Copy the data that follows, character for character, minus the pictures.

Stored items
— Begin —
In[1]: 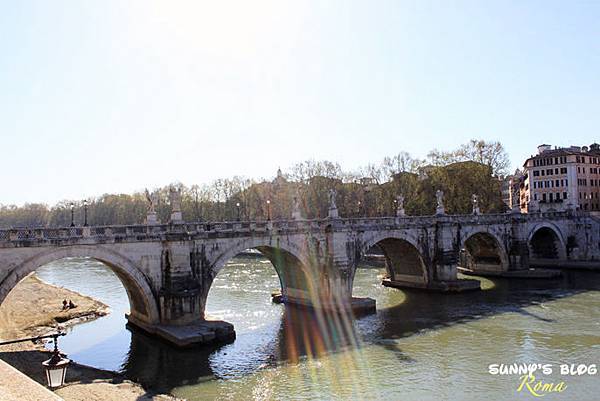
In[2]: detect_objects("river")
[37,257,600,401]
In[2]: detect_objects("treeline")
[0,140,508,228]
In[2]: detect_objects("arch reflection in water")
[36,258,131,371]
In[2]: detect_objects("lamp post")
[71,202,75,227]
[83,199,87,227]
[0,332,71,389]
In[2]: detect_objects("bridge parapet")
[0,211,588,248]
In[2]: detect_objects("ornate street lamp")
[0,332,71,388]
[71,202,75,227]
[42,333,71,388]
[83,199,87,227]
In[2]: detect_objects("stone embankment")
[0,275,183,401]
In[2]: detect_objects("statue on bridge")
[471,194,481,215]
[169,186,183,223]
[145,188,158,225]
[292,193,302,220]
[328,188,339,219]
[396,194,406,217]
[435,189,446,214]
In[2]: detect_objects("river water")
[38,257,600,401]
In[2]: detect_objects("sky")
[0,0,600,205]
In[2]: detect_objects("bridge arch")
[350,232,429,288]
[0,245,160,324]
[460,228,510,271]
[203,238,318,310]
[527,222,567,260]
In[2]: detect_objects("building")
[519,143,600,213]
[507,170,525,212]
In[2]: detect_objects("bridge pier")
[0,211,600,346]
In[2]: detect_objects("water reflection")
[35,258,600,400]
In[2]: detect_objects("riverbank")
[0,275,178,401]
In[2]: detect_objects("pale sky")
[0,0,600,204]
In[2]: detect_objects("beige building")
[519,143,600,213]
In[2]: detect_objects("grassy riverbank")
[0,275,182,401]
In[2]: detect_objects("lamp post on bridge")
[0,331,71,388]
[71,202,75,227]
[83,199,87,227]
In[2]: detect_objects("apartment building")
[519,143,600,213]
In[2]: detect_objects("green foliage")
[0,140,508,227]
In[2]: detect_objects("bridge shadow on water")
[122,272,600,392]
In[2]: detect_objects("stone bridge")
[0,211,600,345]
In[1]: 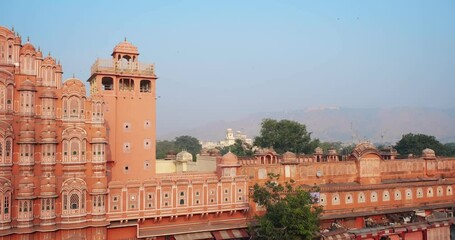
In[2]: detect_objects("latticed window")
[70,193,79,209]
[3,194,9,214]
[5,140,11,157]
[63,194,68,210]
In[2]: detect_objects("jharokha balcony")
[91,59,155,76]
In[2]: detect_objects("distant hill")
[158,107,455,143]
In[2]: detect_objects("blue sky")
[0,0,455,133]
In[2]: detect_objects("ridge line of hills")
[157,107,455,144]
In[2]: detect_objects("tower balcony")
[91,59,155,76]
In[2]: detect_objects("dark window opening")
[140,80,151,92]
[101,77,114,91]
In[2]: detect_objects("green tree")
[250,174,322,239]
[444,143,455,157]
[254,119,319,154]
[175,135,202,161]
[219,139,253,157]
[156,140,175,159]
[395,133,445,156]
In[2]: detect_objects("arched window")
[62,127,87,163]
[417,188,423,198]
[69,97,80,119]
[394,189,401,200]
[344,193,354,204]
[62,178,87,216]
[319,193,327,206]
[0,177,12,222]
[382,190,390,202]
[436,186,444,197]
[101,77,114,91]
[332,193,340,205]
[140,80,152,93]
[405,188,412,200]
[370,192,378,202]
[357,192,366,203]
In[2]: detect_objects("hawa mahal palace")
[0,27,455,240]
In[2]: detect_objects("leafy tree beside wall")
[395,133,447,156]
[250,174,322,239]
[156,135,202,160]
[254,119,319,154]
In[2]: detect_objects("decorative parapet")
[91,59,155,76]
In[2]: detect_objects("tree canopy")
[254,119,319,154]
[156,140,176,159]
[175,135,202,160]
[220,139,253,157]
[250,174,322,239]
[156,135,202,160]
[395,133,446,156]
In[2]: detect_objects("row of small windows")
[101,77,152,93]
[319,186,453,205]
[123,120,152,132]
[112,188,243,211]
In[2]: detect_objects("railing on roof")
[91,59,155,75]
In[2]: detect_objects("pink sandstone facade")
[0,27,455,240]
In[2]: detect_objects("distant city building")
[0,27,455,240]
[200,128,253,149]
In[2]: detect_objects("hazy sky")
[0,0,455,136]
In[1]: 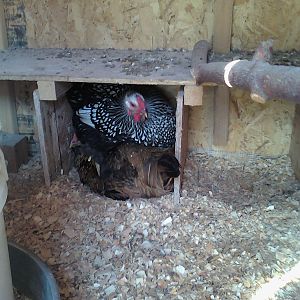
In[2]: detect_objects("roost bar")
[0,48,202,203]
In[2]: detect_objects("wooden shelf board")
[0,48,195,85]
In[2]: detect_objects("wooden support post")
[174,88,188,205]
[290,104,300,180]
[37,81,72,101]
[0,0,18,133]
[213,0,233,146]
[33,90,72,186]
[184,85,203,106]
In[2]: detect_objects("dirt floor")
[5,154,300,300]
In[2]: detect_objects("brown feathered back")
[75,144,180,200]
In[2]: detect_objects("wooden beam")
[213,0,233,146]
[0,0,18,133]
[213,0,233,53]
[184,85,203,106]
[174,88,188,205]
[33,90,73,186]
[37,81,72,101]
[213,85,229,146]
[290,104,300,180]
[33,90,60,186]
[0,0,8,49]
— End —
### RESULT BELOW:
In[1]: 
In[2]: detect_objects("river")
[37,257,600,401]
In[2]: detect_objects("treeline")
[0,140,508,228]
In[2]: detect_objects("arch reflection in water")
[36,258,131,371]
In[2]: detect_objects("lamp post")
[71,202,75,227]
[83,199,87,227]
[0,332,71,389]
In[2]: detect_objects("bridge parapet")
[0,211,588,248]
In[2]: detect_objects("ornate street lamp")
[0,332,71,388]
[71,202,75,227]
[42,333,71,388]
[83,199,87,227]
In[2]: detect_objects("stone embankment")
[0,275,183,401]
In[2]: detect_objects("statue on bridge")
[471,194,481,215]
[169,186,183,223]
[145,188,158,225]
[292,193,302,220]
[328,188,339,219]
[396,194,406,217]
[435,189,446,214]
In[2]: detect_objects("river water")
[38,257,600,401]
In[2]: detect_objects("sky")
[0,0,600,205]
In[2]: detect_objects("bridge arch")
[350,232,429,288]
[0,245,160,324]
[460,228,510,271]
[203,238,318,310]
[527,222,567,260]
In[2]: detect_objects("building")
[519,143,600,213]
[507,170,525,212]
In[2]: detect_objects("bridge pier")
[0,211,600,346]
In[2]: detect_objects("water reflection")
[35,258,600,400]
In[2]: detect_objects("riverbank")
[0,275,178,401]
In[2]: detect_objects("pale sky")
[0,0,600,204]
In[2]: detect_objects("beige building")
[519,143,600,213]
In[2]: detect_objects("grassy riverbank")
[0,275,182,401]
In[2]: detect_objects("lamp post on bridge")
[0,331,71,388]
[71,202,75,227]
[83,199,87,227]
In[2]: detect_objects("apartment building")
[519,143,600,213]
In[2]: detect_objects("green foliage")
[0,140,508,227]
In[2]: detect_objects("bridge shadow on water")
[122,272,600,392]
In[2]: detect_objects("stone bridge")
[0,211,600,345]
In[1]: 
In[2]: detect_objects("latticed window")
[70,193,79,209]
[3,194,9,214]
[5,140,11,157]
[63,194,68,210]
In[2]: detect_objects("jharokha balcony")
[91,59,155,76]
In[2]: detect_objects("distant hill")
[158,107,455,143]
In[2]: detect_objects("blue sky")
[0,0,455,133]
In[2]: detect_objects("ridge line of hills")
[157,107,455,144]
In[2]: detect_objects("tower balcony")
[91,59,155,76]
In[2]: detect_objects("dark window opening")
[140,80,151,92]
[101,77,114,91]
In[2]: detect_objects("green tree")
[250,174,322,239]
[444,143,455,157]
[254,119,319,154]
[175,135,202,161]
[219,139,253,157]
[156,140,175,159]
[395,133,445,156]
In[2]: detect_objects("arched window")
[62,127,87,163]
[417,188,423,198]
[69,97,80,119]
[394,189,401,200]
[344,193,354,204]
[62,178,87,216]
[319,193,327,206]
[0,177,12,222]
[382,190,390,202]
[436,186,444,197]
[101,77,114,91]
[332,193,340,205]
[140,80,152,93]
[405,188,412,200]
[370,192,378,202]
[357,192,366,203]
In[2]: detect_objects("hawa mahal palace")
[0,27,455,240]
In[2]: detect_objects("leafy tree beside wall")
[395,133,447,156]
[250,174,322,239]
[156,135,202,160]
[254,119,319,154]
In[2]: detect_objects("decorative parapet")
[91,59,155,76]
In[2]: detect_objects("tree canopy")
[254,119,319,154]
[156,140,176,159]
[175,135,202,160]
[220,139,253,157]
[250,174,322,239]
[156,135,202,160]
[395,133,446,156]
In[2]: detect_objects("row of small windows")
[101,77,152,93]
[319,186,453,205]
[123,120,152,132]
[112,188,243,211]
In[2]: detect_objects("railing on roof")
[91,59,155,75]
In[2]: detect_objects("pink sandstone facade")
[0,27,455,240]
In[2]: detect_objects("distant city building")
[0,27,455,240]
[200,128,253,149]
In[2]: detect_objects("hazy sky")
[0,0,455,136]
In[1]: 
In[2]: detect_objects("roost bar")
[0,48,202,203]
In[2]: detect_objects("wooden shelf board")
[0,48,195,85]
In[2]: detect_objects("wooden support post")
[174,88,188,205]
[290,104,300,180]
[37,81,72,101]
[0,0,18,133]
[213,0,233,146]
[33,90,72,186]
[184,85,203,106]
In[2]: detect_objects("dirt floor")
[5,154,300,300]
In[2]: detect_objects("brown feathered back")
[75,144,180,200]
In[2]: detect_objects("wooden beam")
[213,0,233,146]
[0,0,18,133]
[213,0,233,53]
[184,85,203,106]
[174,88,188,205]
[33,90,73,186]
[37,81,72,101]
[213,85,229,146]
[290,104,300,180]
[33,90,60,186]
[0,0,8,49]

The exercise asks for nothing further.